* [TASK INPUTS]
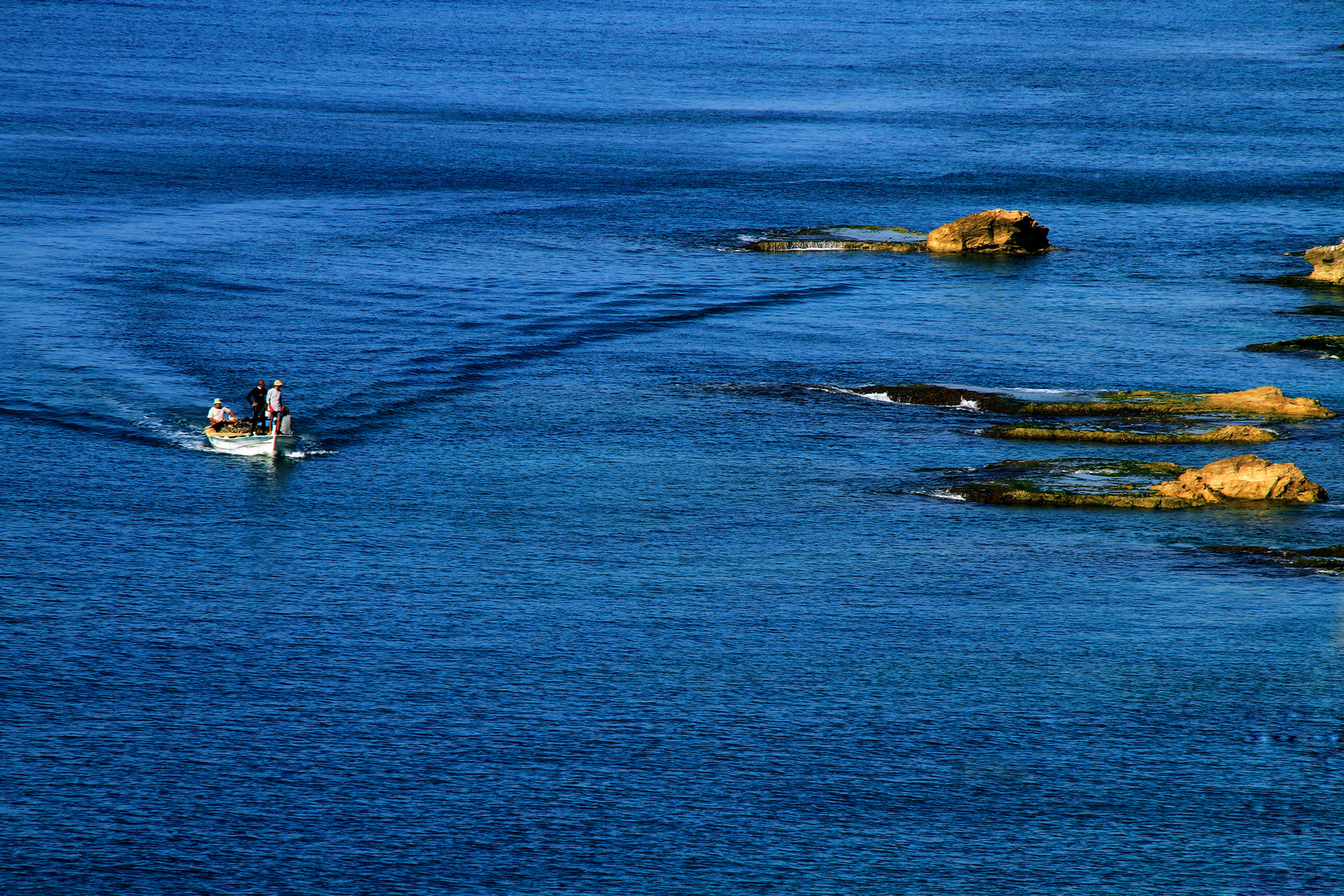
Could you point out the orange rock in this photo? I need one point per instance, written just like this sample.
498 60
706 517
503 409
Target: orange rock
1242 479
997 230
1268 401
1327 262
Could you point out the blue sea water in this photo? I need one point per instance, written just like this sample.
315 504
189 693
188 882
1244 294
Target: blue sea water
593 574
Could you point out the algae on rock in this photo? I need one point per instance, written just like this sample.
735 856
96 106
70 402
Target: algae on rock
1328 344
1265 402
1226 434
1129 484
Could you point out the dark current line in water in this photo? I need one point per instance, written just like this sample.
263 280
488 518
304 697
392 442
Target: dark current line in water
474 373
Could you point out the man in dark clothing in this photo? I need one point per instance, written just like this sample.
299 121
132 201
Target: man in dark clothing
257 398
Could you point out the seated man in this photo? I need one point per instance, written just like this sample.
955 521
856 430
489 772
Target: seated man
217 416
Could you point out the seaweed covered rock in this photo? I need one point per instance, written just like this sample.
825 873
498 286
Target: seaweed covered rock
1316 310
1131 484
791 245
1327 262
1327 344
996 230
1266 402
1225 434
1242 479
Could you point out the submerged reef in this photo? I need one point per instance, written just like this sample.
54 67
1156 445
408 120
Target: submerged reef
1131 484
1331 345
990 232
789 245
1319 310
1326 559
1266 402
1226 434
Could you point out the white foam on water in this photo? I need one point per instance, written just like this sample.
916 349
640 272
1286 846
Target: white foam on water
940 494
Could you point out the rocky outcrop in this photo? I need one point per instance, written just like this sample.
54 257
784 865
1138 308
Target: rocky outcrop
1129 484
1327 262
1226 434
1242 479
995 231
990 232
1264 402
1328 344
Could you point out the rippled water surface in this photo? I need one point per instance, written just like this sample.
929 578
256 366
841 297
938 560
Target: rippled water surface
597 572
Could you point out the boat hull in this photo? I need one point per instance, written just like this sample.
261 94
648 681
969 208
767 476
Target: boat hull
253 444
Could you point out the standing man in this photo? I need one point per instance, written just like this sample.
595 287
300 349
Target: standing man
257 398
273 402
217 416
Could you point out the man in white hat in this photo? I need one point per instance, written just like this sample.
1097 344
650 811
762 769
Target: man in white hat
273 402
217 416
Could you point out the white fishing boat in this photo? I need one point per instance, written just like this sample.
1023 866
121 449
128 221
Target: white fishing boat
236 438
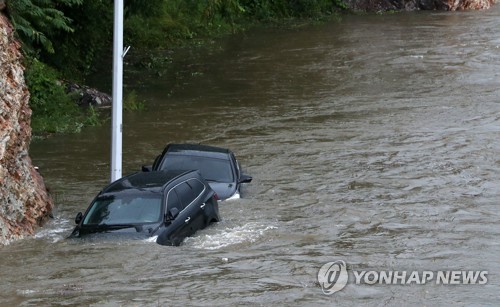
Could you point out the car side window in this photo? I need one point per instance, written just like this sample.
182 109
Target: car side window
188 191
186 195
197 186
173 201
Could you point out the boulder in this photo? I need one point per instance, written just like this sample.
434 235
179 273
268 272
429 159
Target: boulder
25 202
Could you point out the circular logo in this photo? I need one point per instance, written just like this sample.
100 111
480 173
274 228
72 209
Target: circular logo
333 276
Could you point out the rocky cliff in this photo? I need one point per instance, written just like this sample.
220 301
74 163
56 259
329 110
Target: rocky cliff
413 5
24 201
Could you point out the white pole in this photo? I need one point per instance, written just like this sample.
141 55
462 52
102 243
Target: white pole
116 125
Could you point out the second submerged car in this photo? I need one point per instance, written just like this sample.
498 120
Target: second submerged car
217 165
169 205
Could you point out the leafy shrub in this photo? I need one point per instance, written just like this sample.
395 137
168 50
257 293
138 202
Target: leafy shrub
54 111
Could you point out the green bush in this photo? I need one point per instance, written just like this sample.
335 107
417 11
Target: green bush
54 111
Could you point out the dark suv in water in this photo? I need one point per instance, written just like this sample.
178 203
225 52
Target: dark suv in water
217 165
169 205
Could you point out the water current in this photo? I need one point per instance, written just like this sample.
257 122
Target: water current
373 140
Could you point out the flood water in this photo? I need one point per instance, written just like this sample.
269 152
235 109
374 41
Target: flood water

* [PROBLEM DESCRIPTION] Omit the pictures. Transcribe every record exactly.

* [THE REPLY]
Could you point out the orange rock in this photo? I need one point per instance, written just like this sample.
498 60
706 517
503 409
Target: orange rock
1242 479
997 230
1268 401
1327 262
Could you point out the blue sea water in this photo? I need one point per instance, written just like this sample.
315 504
189 693
188 882
1244 294
Target: blue sea water
593 574
Could you point out the algae on rock in this photo? I need one point per instance, written just like this sample.
735 856
96 106
70 402
Target: algae on rock
1328 344
1265 402
1226 434
1129 484
Could you point out the dark current line in water in this photo? I need one point per instance, written just like this sample.
263 280
488 518
304 697
392 442
Target: dark current line in water
474 373
Could you point out the man in dark clothing in this photo? I need one point per instance, written just like this sample.
299 121
132 201
Target: man in dark clothing
257 398
Could you point out the seated man in this photo? I need one point per instance, written just like this sample.
955 521
856 430
489 772
Target: seated man
217 416
Could you point out the seaweed covered rock in this photo? I need one point per instance, written just like this sample.
825 873
498 286
Target: seaweed covered rock
1316 310
1131 484
791 245
1327 262
1327 344
996 230
1266 402
1225 434
1242 479
Could you point out the submerged reef in this photo? I need one point per instance, written just like this sample.
54 67
1156 445
408 120
Target: submerged reef
1131 484
1331 345
990 232
789 245
1319 310
1326 559
1266 402
1226 434
Could you point out the white foam on water in this photo? I need one point per instance, written just like this sample.
916 349
640 272
1286 846
Target: white foam on water
940 494
Could you point out the rocky outcrop in this photo? I need one point per instance, written just like this sample.
54 257
784 865
1138 308
Target: rocky outcrop
1129 484
1327 262
1226 434
1242 479
995 231
990 232
1264 402
1328 344
Could you point out the rippled water surface in this photo? I need one point per instance, written just like this sample.
929 578
256 366
841 297
938 560
Target: rippled water surface
597 572
Could you point out the boat hull in this photo? I need one point per instance, written just like this sample.
261 94
648 681
969 208
767 476
Target: boat hull
253 444
Could you point out the standing man in this photo? I need one point per instance, written just like this sample.
595 287
300 349
Target: standing man
257 398
273 402
217 416
Could you point out the man in white hat in this photo? I need one point per instance, written just like this sample.
1097 344
650 811
762 769
Target: man in white hat
273 402
217 416
Could you point out the white fishing boat in this photo? I need one point per instance, written just like this sample.
1023 866
121 449
128 221
Target: white fishing boat
236 438
Could you point out the car side window in this photo? I need one point per instance, written just like this sample.
182 109
Target: car side window
188 191
186 195
197 186
173 201
Could you point out the boulder in this photo? I need one point per instance, written just like this sample.
434 235
179 273
268 272
429 159
Target: boulder
25 202
Could you point out the circular logo in this photo? I need one point per instance, written just like this sample.
100 111
480 173
274 228
72 209
Target: circular logo
333 276
Could you point out the rocky cliff in this photo? I need one point per instance, written just like this sample.
220 301
74 163
56 259
329 110
Target: rocky cliff
413 5
24 201
Could you point out the white pole in this photo? I need one point per instance, written just like this sample.
141 55
462 52
102 243
Target: white pole
116 125
Could you point out the second submerged car in this photo? I need one point per instance, written just like this sample.
498 120
Target: second submerged car
217 165
169 205
Could you point out the leafy shrub in this photo? I need one point per instance, written just like this sample.
395 137
168 50
257 293
138 202
Target: leafy shrub
54 111
Could you point out the green bush in this photo? I need one point per instance, written just like this sample.
335 107
417 11
Target: green bush
54 111
Could you point out the dark suv in water in this photo? I need one point per instance, written just like this sample.
178 203
225 52
Target: dark suv in water
217 165
169 205
Could you point out the water current in this photo? I need one point per instance, written just like this sample.
257 122
Target: water current
373 140
Could you point out the flood water in this photo? I need one point per instance, written just like this sample.
269 152
235 109
374 41
Target: flood water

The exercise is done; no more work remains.